* [Exercise description]: Please give the entries again, starting at the line containing "The service MUST place one dot on the stone roof, one" and ending at the line containing "x=901, y=86", with "dot" swapped for "marker" and everything else unchanged. Return only those lines.

* [Information supplied]:
#####
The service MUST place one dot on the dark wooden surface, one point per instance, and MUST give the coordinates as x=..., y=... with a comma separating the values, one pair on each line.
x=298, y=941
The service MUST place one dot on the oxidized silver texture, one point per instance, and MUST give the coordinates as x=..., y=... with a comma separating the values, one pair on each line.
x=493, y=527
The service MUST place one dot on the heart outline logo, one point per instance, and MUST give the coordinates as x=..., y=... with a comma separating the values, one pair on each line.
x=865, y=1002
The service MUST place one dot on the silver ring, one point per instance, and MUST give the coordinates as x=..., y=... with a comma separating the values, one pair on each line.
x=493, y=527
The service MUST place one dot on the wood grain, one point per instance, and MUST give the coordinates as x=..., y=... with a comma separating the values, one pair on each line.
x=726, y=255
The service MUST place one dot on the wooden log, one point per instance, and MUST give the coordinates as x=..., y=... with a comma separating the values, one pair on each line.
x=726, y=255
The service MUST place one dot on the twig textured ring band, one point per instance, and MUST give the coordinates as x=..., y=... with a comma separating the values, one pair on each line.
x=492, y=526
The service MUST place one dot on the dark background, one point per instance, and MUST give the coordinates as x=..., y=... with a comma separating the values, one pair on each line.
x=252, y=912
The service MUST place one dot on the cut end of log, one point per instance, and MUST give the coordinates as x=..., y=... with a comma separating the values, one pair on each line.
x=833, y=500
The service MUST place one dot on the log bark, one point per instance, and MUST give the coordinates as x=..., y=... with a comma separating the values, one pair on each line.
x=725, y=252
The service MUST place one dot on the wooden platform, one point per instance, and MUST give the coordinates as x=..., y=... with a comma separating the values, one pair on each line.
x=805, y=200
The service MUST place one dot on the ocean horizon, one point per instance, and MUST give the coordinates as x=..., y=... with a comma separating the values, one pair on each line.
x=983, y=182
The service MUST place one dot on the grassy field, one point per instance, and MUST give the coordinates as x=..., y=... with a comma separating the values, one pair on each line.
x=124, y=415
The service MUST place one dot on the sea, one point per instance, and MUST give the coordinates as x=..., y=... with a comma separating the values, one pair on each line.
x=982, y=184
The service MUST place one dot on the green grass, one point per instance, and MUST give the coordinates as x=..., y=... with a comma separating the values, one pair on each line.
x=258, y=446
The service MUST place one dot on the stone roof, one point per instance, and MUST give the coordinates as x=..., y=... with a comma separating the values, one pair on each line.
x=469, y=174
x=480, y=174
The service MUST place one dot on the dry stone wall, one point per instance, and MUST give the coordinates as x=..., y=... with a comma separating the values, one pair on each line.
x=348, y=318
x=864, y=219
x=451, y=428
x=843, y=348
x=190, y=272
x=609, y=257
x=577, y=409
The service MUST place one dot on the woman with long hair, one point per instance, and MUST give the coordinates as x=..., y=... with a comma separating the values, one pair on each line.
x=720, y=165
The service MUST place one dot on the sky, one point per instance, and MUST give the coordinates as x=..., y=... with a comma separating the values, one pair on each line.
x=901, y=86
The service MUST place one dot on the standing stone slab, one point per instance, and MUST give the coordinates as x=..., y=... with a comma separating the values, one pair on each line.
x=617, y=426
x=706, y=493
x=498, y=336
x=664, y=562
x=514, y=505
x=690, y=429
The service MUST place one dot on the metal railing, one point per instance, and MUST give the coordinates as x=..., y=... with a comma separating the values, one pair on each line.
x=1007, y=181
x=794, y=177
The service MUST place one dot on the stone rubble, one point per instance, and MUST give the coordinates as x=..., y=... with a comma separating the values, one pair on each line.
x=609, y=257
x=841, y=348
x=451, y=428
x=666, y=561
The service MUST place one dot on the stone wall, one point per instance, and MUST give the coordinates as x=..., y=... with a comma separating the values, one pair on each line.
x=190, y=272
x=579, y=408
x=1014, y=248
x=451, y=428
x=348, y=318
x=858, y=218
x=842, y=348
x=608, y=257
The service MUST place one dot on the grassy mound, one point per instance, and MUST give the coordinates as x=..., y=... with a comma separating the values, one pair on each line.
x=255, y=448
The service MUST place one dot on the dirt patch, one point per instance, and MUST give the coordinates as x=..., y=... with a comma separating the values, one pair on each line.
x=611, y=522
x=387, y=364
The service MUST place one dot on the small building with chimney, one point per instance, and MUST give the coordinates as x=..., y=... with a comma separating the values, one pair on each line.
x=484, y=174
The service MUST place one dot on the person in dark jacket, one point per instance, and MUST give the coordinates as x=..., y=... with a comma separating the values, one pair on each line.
#####
* [Output for this task]:
The service MUST place one marker on the stone roof, one point per instance, and MUST give the coordinates as x=..., y=... with a comma separating the values, one pair on each line.
x=469, y=174
x=480, y=174
The service MUST place one marker on the dry stone wall, one point per instance, and MUST give the coordinates as x=..., y=... with a comma separating the values, one pair on each line.
x=348, y=318
x=864, y=219
x=451, y=428
x=843, y=348
x=190, y=272
x=609, y=257
x=577, y=409
The service MUST place one marker on the woman with long hair, one point per instance, and MUST give the coordinates as x=..., y=... with a comma separating the values, one pair on each line.
x=720, y=165
The service MUST place one marker on the sky, one point per instance, and MUST give the coordinates as x=..., y=... with a comma separating the values, one pair on each line.
x=901, y=86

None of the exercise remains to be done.